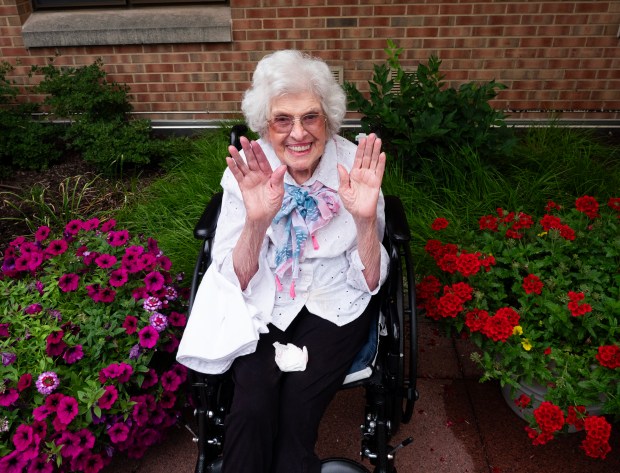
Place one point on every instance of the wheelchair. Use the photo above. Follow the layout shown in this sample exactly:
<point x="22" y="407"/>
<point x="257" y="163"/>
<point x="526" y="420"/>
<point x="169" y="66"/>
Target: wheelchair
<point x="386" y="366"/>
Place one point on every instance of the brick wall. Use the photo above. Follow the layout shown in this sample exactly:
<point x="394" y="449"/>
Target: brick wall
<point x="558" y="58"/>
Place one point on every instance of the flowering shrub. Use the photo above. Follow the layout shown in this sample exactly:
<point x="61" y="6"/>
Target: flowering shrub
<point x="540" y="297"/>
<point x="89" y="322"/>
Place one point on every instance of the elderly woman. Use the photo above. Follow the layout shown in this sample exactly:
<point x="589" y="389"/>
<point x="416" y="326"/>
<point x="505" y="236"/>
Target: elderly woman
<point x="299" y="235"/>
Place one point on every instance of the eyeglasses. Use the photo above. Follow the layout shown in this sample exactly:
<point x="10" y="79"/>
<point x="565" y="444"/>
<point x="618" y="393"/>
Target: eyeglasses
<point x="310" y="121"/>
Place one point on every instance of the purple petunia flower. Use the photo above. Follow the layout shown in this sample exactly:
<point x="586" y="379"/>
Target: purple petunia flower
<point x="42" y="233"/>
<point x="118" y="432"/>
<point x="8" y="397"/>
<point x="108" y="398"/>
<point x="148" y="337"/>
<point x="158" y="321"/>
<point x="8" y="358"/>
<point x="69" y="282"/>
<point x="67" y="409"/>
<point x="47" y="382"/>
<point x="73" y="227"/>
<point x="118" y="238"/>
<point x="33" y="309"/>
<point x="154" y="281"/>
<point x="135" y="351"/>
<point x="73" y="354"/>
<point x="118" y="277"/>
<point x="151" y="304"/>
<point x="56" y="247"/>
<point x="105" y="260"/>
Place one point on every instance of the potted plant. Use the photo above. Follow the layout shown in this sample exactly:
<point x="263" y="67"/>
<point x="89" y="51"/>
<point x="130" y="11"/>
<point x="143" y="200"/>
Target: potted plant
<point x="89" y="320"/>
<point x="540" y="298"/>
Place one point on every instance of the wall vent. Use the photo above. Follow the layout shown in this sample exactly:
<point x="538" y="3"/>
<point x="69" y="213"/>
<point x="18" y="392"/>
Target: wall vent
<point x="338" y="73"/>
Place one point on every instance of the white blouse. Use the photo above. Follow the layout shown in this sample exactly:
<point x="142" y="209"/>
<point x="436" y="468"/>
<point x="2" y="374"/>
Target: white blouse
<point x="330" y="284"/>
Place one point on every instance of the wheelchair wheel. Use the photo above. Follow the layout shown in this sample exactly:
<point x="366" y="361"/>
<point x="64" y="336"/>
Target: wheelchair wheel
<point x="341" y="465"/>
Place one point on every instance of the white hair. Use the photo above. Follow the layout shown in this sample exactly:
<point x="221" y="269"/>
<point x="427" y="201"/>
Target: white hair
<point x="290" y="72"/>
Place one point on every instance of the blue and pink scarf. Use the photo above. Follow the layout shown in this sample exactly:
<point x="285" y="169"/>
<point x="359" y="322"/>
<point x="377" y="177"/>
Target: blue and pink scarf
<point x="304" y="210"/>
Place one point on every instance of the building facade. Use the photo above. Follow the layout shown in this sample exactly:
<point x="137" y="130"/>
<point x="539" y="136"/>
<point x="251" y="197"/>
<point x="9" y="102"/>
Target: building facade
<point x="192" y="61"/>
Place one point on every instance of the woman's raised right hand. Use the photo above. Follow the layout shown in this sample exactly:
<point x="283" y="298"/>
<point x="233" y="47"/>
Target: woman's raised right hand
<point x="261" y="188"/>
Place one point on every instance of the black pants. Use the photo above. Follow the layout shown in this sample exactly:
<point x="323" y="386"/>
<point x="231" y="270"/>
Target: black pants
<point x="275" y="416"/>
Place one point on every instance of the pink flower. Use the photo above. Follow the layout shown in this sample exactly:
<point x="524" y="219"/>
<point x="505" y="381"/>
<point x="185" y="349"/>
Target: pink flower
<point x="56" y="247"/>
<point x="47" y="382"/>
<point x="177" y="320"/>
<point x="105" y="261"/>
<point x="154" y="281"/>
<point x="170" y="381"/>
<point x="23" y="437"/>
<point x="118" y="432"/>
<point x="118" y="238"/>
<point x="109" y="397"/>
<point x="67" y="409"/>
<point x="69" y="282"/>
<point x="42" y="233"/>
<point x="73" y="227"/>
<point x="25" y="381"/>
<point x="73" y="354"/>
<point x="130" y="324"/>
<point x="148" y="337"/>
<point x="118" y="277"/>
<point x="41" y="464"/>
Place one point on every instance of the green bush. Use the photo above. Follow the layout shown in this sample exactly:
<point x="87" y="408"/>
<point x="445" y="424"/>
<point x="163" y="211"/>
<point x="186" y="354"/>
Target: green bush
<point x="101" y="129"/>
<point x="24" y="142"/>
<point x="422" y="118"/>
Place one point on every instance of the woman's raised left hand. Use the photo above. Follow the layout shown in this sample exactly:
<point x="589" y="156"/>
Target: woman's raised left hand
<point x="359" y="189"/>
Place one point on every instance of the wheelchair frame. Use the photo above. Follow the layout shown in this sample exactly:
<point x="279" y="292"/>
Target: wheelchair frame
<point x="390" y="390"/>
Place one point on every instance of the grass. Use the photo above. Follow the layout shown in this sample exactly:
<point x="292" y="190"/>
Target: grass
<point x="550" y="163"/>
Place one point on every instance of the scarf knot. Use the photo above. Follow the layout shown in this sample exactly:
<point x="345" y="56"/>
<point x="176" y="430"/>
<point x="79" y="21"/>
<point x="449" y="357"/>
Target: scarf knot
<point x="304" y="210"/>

○ ○ ○ ○ ○ ○ ○

▶ Directions
Write out, word for word, the line containing "Place one point on every instance of the green" and every line after it to the end of the data above.

▶ Answer below
Place one point on every instance of the green bush. Use the photo above. Follow the layout shown in this sample exactly:
<point x="87" y="408"/>
<point x="445" y="424"/>
<point x="163" y="211"/>
<point x="186" y="354"/>
Target: green bush
<point x="101" y="129"/>
<point x="24" y="142"/>
<point x="422" y="118"/>
Place one point on every instance of the woman's raised left hand. Use the photo above. Follow the layout shown in this sample exactly:
<point x="589" y="156"/>
Target: woman's raised left hand
<point x="359" y="189"/>
Place one point on every instance of the wheelchair frame. Use the photo above. Follow the layout shown in this sample exactly:
<point x="279" y="292"/>
Target: wheelchair frame
<point x="390" y="390"/>
Place one point on every instance of the grass. Use the photo above. Follow the layout shown in this sample exactly:
<point x="292" y="190"/>
Target: grass
<point x="550" y="163"/>
Place one point on every instance of the scarf knot. Use the photo above. Follow the layout shown in this sample exactly:
<point x="345" y="56"/>
<point x="176" y="430"/>
<point x="79" y="21"/>
<point x="449" y="357"/>
Target: scarf knot
<point x="304" y="210"/>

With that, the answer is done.